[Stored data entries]
== Segment start ==
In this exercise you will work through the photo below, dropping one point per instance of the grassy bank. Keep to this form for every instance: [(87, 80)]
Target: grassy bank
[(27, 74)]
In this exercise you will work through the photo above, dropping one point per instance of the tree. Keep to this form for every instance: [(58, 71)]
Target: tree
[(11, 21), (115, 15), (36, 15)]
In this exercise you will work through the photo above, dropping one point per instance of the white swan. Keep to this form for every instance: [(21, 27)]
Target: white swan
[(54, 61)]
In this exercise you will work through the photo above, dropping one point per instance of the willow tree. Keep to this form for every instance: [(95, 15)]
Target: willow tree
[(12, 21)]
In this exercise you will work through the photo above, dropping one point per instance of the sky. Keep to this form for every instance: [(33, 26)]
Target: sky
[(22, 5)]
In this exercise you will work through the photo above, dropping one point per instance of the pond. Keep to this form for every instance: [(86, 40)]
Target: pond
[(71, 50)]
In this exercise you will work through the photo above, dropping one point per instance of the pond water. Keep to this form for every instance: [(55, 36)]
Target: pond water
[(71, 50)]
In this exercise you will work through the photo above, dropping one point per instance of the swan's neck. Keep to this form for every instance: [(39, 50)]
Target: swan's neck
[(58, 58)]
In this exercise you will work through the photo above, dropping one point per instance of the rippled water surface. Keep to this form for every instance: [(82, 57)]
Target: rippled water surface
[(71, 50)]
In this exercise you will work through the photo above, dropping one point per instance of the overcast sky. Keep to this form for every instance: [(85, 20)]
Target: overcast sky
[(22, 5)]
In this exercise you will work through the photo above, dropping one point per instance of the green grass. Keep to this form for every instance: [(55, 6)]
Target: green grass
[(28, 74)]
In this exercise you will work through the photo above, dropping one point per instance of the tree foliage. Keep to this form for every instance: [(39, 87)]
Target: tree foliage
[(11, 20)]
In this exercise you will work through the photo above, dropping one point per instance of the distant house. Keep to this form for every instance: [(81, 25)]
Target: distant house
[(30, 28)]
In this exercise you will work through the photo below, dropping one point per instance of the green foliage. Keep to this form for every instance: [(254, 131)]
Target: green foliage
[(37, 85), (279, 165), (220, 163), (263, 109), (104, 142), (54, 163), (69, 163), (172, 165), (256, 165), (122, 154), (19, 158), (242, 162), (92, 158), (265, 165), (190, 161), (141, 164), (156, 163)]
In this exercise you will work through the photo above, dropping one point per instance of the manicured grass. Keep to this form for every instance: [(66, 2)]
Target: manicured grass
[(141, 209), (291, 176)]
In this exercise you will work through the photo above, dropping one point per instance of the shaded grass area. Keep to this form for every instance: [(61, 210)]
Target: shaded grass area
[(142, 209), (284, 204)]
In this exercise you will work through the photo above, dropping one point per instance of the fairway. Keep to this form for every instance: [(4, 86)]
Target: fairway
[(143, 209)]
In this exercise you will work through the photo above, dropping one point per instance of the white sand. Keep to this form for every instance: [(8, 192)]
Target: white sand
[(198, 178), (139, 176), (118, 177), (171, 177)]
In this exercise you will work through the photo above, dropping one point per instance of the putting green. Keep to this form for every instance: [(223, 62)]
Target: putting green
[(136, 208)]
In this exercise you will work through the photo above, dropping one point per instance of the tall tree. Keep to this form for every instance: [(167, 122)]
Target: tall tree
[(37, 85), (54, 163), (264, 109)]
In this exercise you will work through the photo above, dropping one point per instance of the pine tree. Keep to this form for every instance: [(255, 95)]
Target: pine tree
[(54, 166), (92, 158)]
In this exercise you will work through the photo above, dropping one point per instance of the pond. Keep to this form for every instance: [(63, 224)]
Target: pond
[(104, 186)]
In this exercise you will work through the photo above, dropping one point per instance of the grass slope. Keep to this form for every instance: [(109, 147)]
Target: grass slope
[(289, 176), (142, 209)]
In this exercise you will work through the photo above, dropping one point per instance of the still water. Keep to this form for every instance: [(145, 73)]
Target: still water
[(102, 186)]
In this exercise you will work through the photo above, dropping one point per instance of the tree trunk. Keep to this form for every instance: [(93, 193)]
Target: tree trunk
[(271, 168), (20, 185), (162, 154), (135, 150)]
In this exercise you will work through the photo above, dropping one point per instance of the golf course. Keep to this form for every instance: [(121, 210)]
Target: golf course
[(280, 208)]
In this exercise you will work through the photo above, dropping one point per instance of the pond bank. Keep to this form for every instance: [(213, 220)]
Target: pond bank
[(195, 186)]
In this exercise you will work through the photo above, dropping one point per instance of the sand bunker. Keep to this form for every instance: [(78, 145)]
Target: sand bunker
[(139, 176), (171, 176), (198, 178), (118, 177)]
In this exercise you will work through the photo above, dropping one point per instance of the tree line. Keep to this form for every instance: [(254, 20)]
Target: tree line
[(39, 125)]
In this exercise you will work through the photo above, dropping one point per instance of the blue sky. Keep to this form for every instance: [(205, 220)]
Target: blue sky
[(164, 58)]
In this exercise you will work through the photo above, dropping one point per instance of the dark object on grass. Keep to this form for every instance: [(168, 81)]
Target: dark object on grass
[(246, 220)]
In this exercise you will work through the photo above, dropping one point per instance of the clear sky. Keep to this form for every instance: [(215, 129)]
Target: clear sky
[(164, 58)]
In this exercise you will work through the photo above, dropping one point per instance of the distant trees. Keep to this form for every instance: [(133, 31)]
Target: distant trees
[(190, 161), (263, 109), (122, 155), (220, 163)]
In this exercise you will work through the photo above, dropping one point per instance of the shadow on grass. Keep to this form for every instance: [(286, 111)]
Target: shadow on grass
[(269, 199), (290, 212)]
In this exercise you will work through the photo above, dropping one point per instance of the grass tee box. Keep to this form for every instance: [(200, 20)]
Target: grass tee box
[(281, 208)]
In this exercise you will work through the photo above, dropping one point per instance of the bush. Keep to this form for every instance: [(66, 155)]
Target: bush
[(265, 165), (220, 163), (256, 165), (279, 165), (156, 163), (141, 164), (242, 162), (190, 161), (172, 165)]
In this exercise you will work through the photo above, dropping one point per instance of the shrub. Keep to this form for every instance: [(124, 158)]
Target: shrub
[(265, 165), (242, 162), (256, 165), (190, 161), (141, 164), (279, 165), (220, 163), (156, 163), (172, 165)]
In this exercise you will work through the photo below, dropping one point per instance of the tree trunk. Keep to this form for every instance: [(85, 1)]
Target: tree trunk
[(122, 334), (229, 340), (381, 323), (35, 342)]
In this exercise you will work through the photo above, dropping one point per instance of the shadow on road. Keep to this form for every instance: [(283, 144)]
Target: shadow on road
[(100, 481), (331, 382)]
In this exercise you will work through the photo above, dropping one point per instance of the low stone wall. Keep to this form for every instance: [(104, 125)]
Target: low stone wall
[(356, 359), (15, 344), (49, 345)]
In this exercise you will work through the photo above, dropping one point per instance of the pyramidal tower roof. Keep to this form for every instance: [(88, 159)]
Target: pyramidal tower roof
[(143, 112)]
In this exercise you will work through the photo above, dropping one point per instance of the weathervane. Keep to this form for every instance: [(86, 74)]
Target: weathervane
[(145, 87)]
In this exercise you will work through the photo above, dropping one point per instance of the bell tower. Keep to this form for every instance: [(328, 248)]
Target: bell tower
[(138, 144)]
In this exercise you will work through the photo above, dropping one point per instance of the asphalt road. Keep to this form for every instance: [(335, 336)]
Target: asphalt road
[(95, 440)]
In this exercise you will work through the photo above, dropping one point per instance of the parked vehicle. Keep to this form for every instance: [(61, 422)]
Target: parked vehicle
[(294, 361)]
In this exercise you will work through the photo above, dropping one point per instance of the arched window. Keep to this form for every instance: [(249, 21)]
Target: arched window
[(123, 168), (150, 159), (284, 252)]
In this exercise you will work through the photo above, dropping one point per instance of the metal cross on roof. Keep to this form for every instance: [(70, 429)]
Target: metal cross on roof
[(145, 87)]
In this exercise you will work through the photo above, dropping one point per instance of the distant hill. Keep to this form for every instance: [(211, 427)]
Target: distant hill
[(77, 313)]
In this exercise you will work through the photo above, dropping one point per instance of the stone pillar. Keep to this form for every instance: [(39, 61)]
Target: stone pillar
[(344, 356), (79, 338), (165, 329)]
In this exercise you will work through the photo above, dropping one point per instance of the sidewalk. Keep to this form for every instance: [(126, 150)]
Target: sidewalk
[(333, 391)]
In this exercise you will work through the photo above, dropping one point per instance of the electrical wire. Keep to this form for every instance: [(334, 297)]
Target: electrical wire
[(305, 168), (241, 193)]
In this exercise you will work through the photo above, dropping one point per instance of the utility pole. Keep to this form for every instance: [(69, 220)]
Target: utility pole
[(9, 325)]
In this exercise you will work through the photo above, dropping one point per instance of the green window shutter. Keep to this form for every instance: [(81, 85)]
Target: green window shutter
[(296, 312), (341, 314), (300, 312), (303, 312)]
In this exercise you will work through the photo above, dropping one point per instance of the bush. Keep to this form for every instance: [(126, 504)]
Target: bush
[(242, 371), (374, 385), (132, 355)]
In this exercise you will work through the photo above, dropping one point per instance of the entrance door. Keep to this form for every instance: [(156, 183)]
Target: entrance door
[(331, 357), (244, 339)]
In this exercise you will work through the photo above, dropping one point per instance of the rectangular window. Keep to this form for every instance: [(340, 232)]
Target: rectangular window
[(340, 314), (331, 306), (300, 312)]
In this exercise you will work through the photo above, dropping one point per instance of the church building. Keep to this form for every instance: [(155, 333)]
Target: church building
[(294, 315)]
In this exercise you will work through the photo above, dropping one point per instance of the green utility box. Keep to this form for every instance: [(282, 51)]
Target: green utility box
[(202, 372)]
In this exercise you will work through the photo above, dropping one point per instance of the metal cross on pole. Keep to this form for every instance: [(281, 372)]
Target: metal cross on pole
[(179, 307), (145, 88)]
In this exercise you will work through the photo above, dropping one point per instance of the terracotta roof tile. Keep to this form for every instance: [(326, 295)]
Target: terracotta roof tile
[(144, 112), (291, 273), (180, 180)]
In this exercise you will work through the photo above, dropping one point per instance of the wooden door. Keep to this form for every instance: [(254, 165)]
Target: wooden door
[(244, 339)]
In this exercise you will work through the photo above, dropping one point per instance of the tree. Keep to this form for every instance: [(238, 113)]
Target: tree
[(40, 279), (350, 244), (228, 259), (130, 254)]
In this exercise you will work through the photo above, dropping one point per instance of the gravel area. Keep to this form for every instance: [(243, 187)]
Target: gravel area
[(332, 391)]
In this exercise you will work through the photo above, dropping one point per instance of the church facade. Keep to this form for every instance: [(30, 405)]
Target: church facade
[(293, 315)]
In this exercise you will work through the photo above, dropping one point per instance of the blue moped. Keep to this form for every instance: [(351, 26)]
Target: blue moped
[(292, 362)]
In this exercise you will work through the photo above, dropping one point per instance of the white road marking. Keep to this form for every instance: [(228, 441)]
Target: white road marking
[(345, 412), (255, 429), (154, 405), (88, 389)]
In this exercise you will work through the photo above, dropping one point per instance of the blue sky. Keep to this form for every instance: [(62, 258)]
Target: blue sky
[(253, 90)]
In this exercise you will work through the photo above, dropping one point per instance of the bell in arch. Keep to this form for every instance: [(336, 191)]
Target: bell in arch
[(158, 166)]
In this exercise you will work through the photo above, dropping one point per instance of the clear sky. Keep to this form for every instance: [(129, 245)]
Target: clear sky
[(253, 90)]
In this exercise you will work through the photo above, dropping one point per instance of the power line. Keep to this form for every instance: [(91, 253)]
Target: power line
== Segment end ==
→ **PROBLEM REQUIREMENTS**
Reproduce each line of the entries in which the word "below" is found.

→ **ANSWER FOR THIS EXERCISE**
In this exercise you will work through the photo below, dropping one point per instance of the grassy bank. Keep to this form for every instance: [(87, 80)]
In this exercise you will work through the photo below, dropping one point per instance of the green foliage. Keep to this form for every instance: [(254, 131)]
In this exercise you will work through the photo below, dropping one point per instance of the tree trunk. Keep to this form for every instance: [(85, 1)]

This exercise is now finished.